Information given -
***

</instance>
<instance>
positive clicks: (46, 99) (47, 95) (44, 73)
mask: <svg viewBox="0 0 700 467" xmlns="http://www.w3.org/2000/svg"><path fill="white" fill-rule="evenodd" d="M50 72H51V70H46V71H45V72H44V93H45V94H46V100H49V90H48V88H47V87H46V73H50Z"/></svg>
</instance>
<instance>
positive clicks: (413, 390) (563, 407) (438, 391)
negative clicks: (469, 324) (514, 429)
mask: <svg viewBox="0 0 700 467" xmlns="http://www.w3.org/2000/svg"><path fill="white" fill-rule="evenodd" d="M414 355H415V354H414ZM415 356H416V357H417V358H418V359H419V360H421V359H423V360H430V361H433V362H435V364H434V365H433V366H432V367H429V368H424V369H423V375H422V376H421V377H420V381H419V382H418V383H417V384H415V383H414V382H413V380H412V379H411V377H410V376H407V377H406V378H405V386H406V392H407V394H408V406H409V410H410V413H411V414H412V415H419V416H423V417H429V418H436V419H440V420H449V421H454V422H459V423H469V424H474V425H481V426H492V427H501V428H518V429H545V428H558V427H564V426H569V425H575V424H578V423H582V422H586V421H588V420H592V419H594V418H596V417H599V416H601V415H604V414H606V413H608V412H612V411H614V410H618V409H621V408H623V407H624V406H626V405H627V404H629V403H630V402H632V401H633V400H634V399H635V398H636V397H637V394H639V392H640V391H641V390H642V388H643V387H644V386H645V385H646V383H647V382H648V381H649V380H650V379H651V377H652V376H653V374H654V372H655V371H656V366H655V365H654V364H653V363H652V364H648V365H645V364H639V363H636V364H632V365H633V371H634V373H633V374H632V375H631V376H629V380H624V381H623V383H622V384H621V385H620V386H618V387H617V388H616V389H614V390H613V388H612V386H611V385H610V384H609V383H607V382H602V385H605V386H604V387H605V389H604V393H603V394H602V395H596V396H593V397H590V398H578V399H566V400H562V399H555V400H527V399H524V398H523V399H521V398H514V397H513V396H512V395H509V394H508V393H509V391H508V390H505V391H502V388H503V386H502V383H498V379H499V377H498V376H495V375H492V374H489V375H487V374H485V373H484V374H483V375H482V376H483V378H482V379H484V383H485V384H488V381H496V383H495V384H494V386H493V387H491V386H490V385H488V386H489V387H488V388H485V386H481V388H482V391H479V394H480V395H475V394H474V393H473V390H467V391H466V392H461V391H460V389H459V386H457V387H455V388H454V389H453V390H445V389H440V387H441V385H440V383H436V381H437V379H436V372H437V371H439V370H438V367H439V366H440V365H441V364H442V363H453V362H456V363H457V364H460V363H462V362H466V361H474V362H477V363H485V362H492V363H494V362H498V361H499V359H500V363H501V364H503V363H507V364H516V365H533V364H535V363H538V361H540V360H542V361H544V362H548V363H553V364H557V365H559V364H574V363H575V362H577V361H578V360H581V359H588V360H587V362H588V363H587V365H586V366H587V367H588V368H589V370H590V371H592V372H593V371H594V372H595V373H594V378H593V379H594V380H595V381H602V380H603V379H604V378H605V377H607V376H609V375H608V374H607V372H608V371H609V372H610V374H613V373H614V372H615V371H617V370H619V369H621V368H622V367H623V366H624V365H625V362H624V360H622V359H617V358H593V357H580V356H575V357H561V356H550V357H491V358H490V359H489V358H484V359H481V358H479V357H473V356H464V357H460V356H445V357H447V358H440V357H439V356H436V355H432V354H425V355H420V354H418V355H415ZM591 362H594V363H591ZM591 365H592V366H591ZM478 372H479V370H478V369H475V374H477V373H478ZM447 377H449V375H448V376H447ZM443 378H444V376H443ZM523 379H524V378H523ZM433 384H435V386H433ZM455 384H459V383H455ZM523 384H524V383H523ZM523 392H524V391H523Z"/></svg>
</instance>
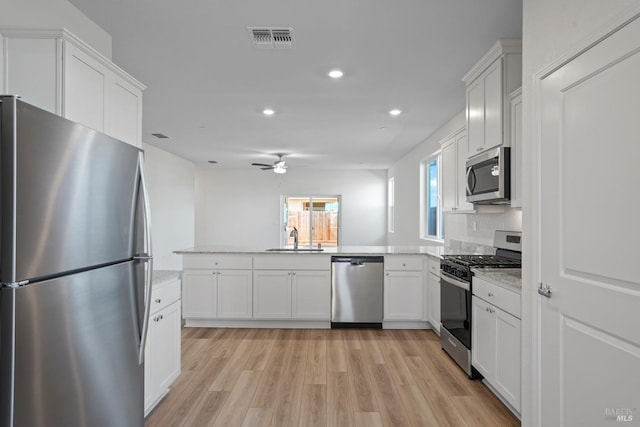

***

Task details -
Give the entries again exactly. Pictures stay out.

Answer for this exercise -
</instance>
<instance>
positive clicks: (46, 99) (47, 95) (44, 73)
mask: <svg viewBox="0 0 700 467" xmlns="http://www.w3.org/2000/svg"><path fill="white" fill-rule="evenodd" d="M50 72H51V70H46V71H45V72H44V93H45V94H46V100H49V90H48V88H47V87H46V73H50Z"/></svg>
</instance>
<instance>
positive clicks: (413, 390) (563, 407) (438, 391)
negative clicks: (469, 324) (514, 429)
mask: <svg viewBox="0 0 700 467" xmlns="http://www.w3.org/2000/svg"><path fill="white" fill-rule="evenodd" d="M414 355H415V354H414ZM415 356H416V357H417V358H418V359H419V360H421V359H423V360H430V361H433V362H435V364H434V365H433V366H432V367H429V368H424V369H423V375H422V376H421V377H420V381H419V382H418V383H417V384H415V383H414V382H413V380H412V379H411V377H410V376H407V377H406V378H405V386H406V392H407V394H408V406H409V410H410V413H411V414H412V415H419V416H423V417H429V418H436V419H440V420H449V421H454V422H459V423H469V424H474V425H481V426H492V427H501V428H518V429H545V428H558V427H564V426H569V425H575V424H578V423H582V422H586V421H588V420H592V419H594V418H596V417H599V416H601V415H604V414H606V413H608V412H612V411H614V410H618V409H621V408H623V407H624V406H626V405H627V404H629V403H630V402H632V401H633V400H634V399H635V398H636V397H637V394H639V392H640V391H641V390H642V388H643V387H644V386H645V385H646V383H647V382H648V381H649V380H650V379H651V377H652V376H653V374H654V372H655V371H656V366H655V365H654V364H653V363H652V364H648V365H645V364H639V363H636V364H632V365H633V371H634V373H633V374H632V375H631V376H629V380H624V381H623V383H622V384H621V385H620V386H618V387H617V388H616V389H614V390H613V388H612V386H611V385H610V384H609V383H607V382H602V385H605V386H604V387H605V389H604V393H603V394H602V395H596V396H593V397H590V398H578V399H566V400H562V399H555V400H527V399H524V398H523V399H521V398H514V397H513V396H512V395H509V394H508V393H509V391H508V390H505V391H502V388H503V386H502V383H498V379H499V377H498V376H495V375H492V374H489V375H487V374H485V373H484V374H483V375H482V376H483V378H482V379H484V383H485V384H488V381H496V383H495V384H494V386H493V387H491V386H490V385H488V386H489V387H488V388H485V386H481V388H482V391H479V394H480V395H475V394H474V393H473V390H467V391H466V392H461V391H460V389H459V386H457V387H455V388H454V389H453V390H445V389H440V387H441V385H440V383H436V381H437V379H436V372H437V371H439V370H438V367H439V366H440V365H441V364H442V363H453V362H456V363H457V364H460V363H462V362H466V361H474V362H477V363H485V362H492V363H494V362H498V361H499V359H500V363H501V364H503V363H507V364H516V365H533V364H535V363H538V361H540V360H542V361H544V362H548V363H553V364H557V365H559V364H574V363H575V362H577V361H578V360H581V359H588V360H587V362H588V363H587V365H586V366H587V367H588V368H589V370H590V371H592V372H593V371H594V372H595V373H594V378H593V379H594V380H595V381H602V380H603V379H604V378H605V377H607V376H609V375H608V374H607V372H608V371H609V372H610V374H613V373H614V372H615V371H617V370H619V369H621V368H622V367H623V366H624V365H625V362H624V360H622V359H617V358H593V357H580V356H575V357H561V356H550V357H491V358H490V359H489V358H484V359H481V358H479V357H473V356H464V357H460V356H445V357H447V358H440V357H439V356H436V355H432V354H425V355H420V354H418V355H415ZM591 362H594V363H591ZM591 365H592V366H591ZM478 372H479V370H478V369H475V374H477V373H478ZM447 377H449V375H448V376H447ZM443 378H444V376H443ZM523 379H524V378H523ZM433 384H435V386H433ZM455 384H459V383H455ZM523 384H524V383H523ZM523 392H524V391H523Z"/></svg>
</instance>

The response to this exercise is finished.